◆ Aim of the exercise: Write the line that includes "Teacher note: locate the green tree" and all subsequent lines, exactly as written, and nothing more.

◆ Provided material:
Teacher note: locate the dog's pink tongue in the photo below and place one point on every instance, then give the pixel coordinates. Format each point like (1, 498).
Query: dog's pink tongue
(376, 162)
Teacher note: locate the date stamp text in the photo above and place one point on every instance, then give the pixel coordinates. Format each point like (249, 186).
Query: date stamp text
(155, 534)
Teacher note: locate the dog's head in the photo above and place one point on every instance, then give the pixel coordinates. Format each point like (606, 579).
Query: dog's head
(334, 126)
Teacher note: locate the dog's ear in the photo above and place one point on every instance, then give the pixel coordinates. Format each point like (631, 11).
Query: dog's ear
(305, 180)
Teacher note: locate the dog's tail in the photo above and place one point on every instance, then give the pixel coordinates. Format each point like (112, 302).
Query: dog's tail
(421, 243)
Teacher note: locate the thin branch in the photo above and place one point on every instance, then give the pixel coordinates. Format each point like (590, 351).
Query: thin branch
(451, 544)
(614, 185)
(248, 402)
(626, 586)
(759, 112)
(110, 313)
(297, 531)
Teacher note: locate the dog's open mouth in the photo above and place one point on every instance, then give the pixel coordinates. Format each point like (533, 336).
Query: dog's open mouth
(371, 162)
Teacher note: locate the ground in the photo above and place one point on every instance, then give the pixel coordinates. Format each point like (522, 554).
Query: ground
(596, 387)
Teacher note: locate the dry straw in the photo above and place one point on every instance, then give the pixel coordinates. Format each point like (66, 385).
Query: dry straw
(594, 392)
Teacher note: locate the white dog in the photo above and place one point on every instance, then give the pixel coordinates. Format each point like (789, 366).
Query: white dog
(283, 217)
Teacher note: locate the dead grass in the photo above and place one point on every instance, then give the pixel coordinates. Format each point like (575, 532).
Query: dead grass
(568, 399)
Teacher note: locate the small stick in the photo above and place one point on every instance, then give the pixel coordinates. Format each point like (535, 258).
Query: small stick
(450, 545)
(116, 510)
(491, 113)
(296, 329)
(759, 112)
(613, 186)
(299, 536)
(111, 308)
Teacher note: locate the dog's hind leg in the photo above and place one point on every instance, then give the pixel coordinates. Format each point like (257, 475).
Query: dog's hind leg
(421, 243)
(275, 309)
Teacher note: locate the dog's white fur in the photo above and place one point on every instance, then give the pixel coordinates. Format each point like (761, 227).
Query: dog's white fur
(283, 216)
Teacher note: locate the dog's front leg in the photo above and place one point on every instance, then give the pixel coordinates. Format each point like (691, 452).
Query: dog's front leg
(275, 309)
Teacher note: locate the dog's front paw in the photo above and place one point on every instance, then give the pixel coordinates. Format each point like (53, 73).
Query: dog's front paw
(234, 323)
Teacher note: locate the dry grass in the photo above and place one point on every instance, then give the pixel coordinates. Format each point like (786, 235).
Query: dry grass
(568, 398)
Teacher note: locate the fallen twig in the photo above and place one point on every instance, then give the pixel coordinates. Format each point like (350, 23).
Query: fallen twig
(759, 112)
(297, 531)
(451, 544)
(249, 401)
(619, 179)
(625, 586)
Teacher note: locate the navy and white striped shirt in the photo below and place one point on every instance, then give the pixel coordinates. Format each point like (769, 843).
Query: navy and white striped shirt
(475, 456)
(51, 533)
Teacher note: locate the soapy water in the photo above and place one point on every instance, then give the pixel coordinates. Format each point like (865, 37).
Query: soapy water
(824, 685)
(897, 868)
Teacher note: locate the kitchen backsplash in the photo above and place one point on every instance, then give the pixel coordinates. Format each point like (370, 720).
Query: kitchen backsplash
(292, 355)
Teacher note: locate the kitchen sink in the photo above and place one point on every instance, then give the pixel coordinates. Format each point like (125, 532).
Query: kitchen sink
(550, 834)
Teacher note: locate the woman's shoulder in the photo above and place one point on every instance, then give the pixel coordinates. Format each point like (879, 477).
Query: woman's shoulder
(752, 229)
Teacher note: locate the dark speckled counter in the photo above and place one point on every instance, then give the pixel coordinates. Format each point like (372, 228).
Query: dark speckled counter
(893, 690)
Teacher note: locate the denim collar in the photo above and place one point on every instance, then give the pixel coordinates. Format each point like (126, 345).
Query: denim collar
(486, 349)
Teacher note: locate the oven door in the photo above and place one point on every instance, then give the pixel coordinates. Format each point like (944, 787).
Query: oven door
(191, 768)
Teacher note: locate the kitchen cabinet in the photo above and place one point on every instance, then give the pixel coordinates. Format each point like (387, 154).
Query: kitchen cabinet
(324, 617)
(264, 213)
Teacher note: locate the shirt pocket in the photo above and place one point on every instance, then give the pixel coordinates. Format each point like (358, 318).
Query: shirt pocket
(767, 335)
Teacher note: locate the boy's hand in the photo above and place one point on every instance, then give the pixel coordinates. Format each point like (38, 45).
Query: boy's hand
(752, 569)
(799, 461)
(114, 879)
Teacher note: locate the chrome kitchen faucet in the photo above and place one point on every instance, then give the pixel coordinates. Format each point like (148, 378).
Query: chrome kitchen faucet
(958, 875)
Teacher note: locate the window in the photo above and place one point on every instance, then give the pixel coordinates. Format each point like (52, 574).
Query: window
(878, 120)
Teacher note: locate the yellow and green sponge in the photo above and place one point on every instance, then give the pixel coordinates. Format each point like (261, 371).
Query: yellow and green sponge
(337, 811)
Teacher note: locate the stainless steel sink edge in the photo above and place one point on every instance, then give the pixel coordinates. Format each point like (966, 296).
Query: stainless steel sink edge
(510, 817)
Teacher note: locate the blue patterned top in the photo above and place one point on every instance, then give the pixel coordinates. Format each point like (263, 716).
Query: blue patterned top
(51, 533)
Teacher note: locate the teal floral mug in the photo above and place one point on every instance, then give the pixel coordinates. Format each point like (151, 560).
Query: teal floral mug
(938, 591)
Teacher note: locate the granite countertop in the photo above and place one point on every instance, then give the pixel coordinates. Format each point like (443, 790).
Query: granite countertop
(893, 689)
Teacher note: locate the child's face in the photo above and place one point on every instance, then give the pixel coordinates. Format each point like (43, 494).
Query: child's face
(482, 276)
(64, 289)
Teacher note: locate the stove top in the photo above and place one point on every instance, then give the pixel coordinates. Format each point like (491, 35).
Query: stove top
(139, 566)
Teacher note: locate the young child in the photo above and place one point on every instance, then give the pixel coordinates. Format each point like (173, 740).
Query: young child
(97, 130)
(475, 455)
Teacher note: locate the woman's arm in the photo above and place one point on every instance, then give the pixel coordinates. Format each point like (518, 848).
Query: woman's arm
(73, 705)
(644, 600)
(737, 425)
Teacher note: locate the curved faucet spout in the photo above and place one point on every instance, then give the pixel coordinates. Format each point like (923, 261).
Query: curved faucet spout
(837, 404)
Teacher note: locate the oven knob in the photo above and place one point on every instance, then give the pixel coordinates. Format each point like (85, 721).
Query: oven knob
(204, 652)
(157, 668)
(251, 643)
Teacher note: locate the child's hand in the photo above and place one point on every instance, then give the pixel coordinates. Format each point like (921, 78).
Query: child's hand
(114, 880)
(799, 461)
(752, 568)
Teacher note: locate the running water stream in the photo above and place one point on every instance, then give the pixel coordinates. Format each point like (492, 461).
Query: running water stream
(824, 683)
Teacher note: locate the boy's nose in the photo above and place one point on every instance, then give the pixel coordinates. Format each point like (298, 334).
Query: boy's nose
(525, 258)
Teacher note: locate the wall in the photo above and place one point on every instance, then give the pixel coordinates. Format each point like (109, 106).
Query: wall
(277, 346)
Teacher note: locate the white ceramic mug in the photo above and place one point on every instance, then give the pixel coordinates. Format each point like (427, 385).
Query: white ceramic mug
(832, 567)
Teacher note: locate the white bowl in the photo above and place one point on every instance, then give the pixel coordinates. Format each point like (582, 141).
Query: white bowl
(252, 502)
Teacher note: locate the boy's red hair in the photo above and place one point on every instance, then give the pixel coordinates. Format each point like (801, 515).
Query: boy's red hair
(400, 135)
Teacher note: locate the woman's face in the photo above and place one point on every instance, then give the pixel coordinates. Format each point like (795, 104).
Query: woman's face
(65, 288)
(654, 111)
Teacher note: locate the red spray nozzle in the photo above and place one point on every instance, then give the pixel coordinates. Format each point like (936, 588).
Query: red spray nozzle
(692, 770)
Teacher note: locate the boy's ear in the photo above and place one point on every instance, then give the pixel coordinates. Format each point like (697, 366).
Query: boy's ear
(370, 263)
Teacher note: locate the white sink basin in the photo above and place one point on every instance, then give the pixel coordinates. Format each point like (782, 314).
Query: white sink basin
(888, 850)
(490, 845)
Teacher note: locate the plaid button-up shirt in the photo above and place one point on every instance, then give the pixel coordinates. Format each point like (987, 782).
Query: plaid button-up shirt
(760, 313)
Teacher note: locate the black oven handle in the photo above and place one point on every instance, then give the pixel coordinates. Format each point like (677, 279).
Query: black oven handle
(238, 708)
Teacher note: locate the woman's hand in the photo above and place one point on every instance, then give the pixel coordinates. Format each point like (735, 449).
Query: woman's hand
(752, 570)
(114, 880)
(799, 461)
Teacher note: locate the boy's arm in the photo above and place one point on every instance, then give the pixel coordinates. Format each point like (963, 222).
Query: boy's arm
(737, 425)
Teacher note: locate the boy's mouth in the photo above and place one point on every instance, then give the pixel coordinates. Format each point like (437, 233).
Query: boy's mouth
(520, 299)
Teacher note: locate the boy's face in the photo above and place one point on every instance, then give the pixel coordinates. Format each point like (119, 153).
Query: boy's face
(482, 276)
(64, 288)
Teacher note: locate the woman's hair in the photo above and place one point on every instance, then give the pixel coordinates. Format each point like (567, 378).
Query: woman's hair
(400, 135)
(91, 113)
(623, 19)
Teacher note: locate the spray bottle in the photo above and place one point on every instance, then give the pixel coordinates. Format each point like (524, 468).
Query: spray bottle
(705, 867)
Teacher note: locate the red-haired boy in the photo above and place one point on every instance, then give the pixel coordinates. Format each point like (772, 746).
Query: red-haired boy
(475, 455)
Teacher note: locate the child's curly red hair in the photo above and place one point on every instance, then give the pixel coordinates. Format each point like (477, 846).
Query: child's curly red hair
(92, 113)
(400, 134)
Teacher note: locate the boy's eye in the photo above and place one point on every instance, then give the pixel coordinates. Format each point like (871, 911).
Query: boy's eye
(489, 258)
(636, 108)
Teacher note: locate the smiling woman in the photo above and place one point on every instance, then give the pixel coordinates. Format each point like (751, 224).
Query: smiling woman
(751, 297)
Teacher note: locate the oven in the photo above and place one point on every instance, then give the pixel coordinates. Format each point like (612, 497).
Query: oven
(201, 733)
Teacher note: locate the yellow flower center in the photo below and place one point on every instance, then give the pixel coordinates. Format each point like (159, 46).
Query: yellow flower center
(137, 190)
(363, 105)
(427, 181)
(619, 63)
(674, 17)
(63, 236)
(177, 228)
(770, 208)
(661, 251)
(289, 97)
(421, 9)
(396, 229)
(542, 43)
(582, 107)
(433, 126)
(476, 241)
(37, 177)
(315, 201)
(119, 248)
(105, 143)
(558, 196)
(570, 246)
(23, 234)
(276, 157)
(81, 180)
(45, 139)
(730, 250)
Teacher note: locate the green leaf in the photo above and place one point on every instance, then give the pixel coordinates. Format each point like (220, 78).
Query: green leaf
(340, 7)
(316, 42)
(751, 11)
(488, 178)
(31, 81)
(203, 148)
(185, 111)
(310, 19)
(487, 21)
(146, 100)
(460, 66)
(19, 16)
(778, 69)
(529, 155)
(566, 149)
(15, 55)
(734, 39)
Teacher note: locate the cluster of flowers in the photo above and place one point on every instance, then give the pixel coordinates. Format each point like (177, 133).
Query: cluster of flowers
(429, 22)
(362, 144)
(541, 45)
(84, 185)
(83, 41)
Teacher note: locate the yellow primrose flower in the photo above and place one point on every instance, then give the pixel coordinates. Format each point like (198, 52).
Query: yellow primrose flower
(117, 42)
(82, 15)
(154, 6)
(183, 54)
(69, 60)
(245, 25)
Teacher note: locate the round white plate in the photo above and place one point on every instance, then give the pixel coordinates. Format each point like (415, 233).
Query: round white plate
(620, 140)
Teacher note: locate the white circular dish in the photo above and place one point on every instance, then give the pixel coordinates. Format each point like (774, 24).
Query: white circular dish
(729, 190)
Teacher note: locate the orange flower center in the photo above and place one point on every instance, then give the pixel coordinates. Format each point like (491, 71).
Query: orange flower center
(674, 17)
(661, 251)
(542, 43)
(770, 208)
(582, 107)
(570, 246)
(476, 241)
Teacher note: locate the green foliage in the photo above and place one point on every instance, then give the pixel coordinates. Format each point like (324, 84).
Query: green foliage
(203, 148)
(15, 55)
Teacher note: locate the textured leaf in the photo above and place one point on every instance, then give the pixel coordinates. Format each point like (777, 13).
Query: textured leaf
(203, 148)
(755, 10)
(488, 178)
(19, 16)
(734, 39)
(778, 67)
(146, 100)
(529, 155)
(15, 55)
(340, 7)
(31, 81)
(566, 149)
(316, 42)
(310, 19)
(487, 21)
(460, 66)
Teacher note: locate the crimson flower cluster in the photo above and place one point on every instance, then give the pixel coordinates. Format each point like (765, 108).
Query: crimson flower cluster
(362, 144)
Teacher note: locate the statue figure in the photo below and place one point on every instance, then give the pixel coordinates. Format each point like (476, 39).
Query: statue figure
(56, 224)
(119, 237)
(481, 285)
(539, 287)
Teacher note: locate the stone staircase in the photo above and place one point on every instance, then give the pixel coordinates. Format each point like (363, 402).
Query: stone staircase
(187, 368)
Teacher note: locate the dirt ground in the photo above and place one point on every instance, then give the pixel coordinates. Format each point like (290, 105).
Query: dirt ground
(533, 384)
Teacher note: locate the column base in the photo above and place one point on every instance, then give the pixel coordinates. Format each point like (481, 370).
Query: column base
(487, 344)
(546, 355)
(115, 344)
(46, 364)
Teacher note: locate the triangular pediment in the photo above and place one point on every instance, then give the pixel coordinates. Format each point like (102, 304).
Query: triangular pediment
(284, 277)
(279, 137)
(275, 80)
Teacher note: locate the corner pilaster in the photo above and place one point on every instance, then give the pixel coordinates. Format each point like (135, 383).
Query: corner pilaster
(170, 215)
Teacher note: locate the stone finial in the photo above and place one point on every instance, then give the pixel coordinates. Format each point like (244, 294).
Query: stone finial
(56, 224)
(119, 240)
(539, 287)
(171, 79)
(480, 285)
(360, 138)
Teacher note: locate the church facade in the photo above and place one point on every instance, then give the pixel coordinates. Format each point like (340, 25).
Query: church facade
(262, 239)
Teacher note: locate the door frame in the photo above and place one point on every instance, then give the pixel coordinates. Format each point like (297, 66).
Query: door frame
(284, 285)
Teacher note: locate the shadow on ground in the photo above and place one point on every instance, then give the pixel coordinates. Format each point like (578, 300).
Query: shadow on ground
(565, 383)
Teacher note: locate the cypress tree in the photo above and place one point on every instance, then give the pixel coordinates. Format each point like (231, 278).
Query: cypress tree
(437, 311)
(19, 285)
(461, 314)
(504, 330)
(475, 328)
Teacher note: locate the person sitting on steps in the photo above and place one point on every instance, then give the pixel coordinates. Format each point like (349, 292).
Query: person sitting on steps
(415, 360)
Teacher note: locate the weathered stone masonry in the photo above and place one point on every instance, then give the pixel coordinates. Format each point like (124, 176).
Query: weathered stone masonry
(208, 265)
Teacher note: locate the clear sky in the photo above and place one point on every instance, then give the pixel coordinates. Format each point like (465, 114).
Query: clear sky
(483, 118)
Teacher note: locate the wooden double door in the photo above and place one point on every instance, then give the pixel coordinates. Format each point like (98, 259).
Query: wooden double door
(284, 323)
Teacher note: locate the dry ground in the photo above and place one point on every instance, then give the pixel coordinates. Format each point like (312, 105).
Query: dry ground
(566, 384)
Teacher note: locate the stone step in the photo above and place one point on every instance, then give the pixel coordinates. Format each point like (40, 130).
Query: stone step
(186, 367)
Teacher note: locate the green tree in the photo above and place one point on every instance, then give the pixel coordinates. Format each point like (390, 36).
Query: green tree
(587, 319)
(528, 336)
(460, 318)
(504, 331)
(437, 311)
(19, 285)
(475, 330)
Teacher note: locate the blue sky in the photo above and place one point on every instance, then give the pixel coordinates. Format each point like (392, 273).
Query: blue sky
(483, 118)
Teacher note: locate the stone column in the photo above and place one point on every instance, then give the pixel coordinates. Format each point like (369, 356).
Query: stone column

◆ Finished exercise:
Teacher note: locate the green tree in the photo above and place one point on every instance, then give the pixel coordinates. Format each point like (390, 36).
Query: green tree
(587, 319)
(528, 336)
(460, 318)
(504, 331)
(437, 311)
(19, 285)
(475, 330)
Teacher note: locate the blue sky in the photo above and place one point on every instance, then give the pixel coordinates. Format each point like (392, 273).
Query: blue sky
(483, 118)
Teacher note: locate the stone column in the photo above and place one point on every instance, then give the pixel coordinates. Format each point like (369, 356).
Query: stone column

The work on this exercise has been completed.